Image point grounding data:
= Beginning of Section =
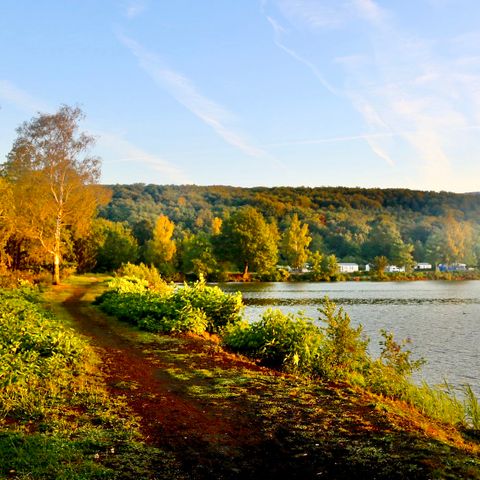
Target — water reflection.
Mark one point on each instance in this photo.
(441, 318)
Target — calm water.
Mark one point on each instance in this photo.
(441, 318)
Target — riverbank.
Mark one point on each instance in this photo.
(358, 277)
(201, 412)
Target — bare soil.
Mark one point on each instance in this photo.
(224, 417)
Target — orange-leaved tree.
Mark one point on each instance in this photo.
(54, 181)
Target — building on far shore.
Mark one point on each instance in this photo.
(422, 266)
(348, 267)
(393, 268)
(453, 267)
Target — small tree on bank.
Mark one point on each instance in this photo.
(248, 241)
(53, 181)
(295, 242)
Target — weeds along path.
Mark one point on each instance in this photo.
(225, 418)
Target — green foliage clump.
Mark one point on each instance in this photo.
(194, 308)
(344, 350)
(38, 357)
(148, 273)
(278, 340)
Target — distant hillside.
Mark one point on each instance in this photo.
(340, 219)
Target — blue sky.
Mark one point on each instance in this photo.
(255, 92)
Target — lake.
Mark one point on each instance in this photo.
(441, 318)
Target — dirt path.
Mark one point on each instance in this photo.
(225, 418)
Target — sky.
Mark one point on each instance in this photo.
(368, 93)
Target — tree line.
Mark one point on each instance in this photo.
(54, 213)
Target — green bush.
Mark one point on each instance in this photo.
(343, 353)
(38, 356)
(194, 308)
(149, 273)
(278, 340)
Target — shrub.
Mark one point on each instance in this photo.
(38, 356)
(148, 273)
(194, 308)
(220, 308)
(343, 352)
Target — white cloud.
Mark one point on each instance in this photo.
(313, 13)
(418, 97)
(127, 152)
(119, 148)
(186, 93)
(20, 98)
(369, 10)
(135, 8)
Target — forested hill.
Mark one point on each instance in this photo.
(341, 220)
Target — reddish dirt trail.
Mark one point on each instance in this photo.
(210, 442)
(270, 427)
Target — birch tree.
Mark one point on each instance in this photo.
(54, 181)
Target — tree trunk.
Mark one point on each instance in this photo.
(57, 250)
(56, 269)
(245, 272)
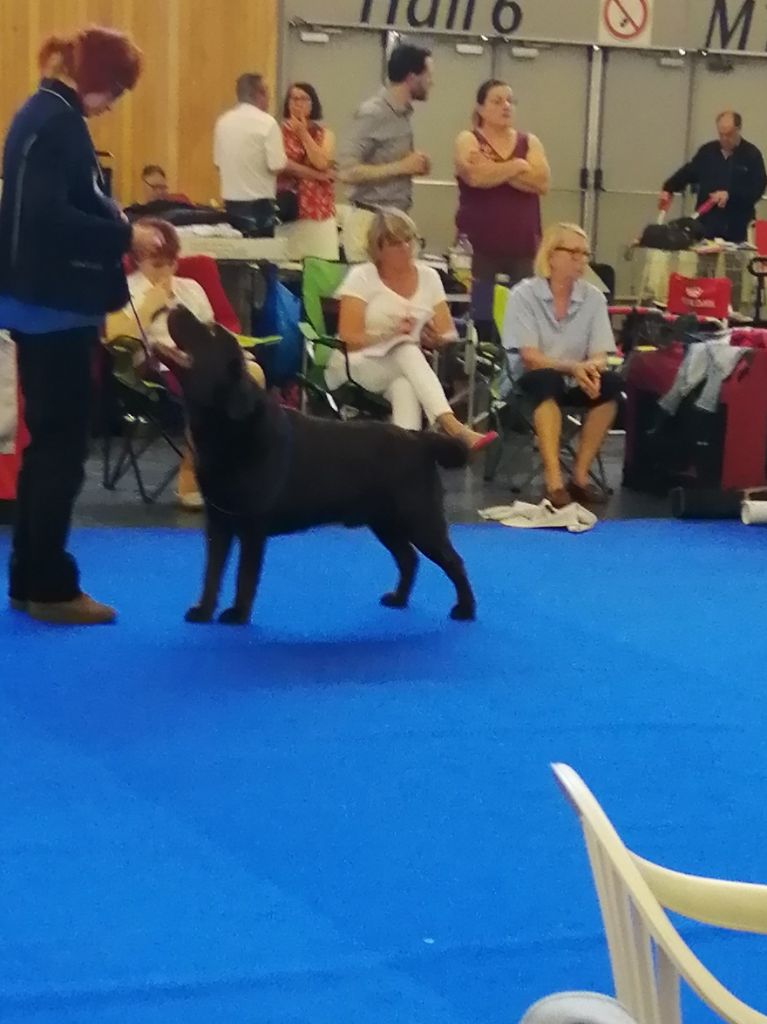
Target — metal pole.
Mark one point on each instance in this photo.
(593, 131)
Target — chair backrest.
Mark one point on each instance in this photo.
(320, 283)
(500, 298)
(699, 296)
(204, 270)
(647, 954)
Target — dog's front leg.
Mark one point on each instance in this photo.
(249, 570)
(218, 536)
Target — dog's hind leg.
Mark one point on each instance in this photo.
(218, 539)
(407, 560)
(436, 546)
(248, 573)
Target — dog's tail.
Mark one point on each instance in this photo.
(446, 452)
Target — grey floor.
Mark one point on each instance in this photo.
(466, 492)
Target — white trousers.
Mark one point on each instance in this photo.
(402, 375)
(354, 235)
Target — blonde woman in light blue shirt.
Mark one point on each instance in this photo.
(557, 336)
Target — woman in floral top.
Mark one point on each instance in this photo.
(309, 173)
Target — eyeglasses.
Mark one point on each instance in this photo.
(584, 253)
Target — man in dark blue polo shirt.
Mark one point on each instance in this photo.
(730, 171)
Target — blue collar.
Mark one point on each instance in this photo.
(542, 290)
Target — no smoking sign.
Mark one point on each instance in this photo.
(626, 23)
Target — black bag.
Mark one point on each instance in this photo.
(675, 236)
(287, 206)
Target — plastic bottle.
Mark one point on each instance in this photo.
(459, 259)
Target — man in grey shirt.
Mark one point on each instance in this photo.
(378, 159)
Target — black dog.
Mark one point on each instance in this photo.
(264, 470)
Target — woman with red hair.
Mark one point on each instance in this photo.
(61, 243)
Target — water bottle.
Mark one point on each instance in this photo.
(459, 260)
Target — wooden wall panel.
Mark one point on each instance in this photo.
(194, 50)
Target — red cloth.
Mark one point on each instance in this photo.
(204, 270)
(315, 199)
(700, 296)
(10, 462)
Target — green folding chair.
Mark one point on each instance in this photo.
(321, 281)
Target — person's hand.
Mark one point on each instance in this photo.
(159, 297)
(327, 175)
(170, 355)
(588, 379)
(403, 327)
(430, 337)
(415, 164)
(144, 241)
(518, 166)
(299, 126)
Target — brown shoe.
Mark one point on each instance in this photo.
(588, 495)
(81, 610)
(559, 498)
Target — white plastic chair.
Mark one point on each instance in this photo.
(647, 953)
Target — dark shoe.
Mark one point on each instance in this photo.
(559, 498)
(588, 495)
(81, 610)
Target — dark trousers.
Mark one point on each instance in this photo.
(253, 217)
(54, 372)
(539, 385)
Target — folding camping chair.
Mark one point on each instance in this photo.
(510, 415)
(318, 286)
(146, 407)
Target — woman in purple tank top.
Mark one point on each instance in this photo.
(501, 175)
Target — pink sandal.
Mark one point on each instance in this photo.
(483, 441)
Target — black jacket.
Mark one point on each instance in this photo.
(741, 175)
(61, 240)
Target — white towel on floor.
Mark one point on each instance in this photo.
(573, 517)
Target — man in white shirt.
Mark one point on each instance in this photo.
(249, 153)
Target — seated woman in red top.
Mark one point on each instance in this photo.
= End of Section =
Determine which lines above include the word "white", and report those lines in full.

TASK RESPONSE:
Target — white cloud.
Target — white trousers.
Target — white plastic chair.
Target — white towel on floor.
Target — man in white shirt.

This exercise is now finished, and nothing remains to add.